Performing a detailed and comprehensive partitioning is something that is rarely done these days, and has become even rarer since the rise of virtualized and containerized technology. All that seems to be needed now these days is a partition for swap, and another main partition to slap the entire file system together in. In OpenBSD however, there are still many benefits recieved from taking the time to create a full and comprehensive partition scheme.
Unfortunately, creating a successful partition scheme presents several pitfalls that a user may succome to. First is, when it comes
time to work with disklabel and perform the partitioning, one may feel the urge to take advantage of the available option to automate the
distribution of disk assets to partitions using a system provided scheme. As the user will find, this does break the disk down into
separate partitions, but once the size of these partitions are examined, it will undoubtedly be deemed unusable. The only way to avoid
this pitfall is through preparation of a partitioning template. Which later can be employed to automate the partitioning in disklabel
using the -t
flag or to manually perform the parititioning.
Creating a partition template is relatively easy by comparison to other configuration file structure and syntax. The syntax of the template is simply one partition per line, providing partition type, mount point, min-max size range, and/or percentage of disk space for use. Each of these being separated by a single space. A maximum amount can be declared by using an asterick ‘*’.

- _Task list_
**1.** Reproduce the passage on OpenBSD partitioning word for word, beginning at the words "Performing a detailed" and stopping after "comprehensive partition scheme.".
**2.** Carry on the passage on OpenBSD partitioning, picking up after its last sentence.

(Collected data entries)

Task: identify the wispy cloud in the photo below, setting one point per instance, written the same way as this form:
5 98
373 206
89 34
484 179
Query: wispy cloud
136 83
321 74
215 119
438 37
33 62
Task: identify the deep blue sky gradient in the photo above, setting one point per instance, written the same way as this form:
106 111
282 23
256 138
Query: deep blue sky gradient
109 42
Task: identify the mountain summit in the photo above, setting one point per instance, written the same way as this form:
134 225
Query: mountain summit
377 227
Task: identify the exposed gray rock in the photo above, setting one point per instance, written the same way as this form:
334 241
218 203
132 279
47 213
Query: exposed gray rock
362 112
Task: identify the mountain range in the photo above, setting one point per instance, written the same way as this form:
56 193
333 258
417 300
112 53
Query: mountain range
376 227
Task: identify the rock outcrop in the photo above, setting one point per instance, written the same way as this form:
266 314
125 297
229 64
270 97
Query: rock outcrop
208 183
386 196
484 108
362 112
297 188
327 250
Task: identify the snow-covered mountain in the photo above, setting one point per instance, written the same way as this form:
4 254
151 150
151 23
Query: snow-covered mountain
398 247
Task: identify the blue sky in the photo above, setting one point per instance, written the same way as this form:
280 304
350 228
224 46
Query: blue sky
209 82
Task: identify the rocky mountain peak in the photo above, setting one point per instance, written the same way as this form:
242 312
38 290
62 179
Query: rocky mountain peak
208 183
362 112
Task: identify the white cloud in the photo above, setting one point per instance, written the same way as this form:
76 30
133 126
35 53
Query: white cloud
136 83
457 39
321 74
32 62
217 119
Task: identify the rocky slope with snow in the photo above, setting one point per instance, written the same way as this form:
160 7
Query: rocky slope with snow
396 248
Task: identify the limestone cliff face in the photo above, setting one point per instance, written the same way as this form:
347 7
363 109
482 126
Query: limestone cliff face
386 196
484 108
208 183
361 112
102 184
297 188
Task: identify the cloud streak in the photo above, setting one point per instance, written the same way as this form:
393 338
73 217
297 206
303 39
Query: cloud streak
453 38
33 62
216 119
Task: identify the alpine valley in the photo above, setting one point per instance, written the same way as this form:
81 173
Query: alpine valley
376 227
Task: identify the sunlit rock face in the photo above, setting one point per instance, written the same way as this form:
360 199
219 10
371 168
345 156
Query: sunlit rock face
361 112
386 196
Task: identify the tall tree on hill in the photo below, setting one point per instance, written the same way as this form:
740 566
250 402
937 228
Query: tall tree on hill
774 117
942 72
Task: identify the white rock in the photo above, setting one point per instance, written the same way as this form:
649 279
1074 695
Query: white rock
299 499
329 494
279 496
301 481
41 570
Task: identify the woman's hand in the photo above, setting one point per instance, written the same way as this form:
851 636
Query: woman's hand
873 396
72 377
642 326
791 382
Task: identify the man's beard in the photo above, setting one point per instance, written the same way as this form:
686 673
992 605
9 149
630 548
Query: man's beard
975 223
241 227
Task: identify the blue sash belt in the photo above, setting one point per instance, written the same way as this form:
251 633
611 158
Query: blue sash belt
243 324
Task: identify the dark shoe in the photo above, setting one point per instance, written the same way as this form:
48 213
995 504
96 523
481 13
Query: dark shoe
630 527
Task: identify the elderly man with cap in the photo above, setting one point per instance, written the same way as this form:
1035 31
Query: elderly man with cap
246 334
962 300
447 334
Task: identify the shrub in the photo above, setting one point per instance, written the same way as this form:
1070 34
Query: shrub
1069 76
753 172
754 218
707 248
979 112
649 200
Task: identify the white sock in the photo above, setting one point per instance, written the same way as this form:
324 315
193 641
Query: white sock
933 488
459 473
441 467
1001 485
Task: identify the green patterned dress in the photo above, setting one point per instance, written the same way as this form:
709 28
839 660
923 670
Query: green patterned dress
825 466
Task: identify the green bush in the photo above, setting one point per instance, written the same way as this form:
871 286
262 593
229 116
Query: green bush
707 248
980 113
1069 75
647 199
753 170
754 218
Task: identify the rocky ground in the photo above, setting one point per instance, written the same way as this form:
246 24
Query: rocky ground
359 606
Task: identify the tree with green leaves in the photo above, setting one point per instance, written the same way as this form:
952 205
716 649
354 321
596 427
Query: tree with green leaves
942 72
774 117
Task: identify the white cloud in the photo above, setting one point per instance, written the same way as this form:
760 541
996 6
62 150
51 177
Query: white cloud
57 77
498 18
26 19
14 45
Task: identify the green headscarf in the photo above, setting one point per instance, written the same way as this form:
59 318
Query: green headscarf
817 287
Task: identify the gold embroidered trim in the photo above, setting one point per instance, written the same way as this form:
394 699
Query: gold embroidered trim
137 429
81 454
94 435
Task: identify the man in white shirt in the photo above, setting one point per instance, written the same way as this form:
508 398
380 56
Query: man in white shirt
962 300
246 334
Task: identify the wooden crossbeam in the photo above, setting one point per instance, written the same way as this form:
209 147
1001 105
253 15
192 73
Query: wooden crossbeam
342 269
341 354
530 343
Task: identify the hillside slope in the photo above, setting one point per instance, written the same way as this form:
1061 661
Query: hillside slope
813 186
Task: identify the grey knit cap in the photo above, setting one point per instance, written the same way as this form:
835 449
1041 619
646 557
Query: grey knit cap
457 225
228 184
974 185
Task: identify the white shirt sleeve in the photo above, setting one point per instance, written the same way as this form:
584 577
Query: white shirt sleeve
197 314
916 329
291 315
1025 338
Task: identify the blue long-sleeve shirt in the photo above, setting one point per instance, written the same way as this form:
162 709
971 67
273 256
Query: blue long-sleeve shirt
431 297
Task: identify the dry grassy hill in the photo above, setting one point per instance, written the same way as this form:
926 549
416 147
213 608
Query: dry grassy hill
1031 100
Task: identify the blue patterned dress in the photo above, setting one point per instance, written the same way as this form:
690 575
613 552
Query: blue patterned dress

- _Results for each task_
**1.**
Performing a detailed and comprehensive partitioning is something that is rarely done these days, and has become even rarer since the rise of virtualized and containerized technology. All that seems to be needed now these days is a partition for swap, and another main partition to slap the entire file system together in. In OpenBSD however, there are still many benefits recieved from taking the time to create a full and comprehensive partition scheme.

**2.**
Below is how OpenBSD will partition your disk using the system installed partition template according to the size of the drive you are using.
Disks >= 10 Gigabytes
/ 5% of disk. 150M – 1G
swap 10% of disk. 80M – 2x max physical memory
/tmp 8% of disk. 120M – 4G
/var 13% of disk. 80M – 4G + 2x size of crash dump
/usr 10% of disk. 1500M – 30G
/usr/X11R6 3% of disk. 384M – 1G
/usr/local 15% of disk. 1G – 20G
/usr/src 2% of disk. 1500M – 3G
/usr/obj 4% of disk. 5G – 6G
/home 30% of disk. 1G – 300G
Disks > 2.5 Gigabytes
/ 5% of disk. 800M – 2G
swap 10% of disk. 80M – 2x max physical memory
/usr 78% of disk. 1300M – 3G
/home 7% of disk. 256M – 2G
Disks > 700 Megabytes
/ 95% of disk. 700M – 4G
swap 5% of disk. 1M – 2x max physical memory
The manual page for disklabel does provide the user with an template example to model their own template after.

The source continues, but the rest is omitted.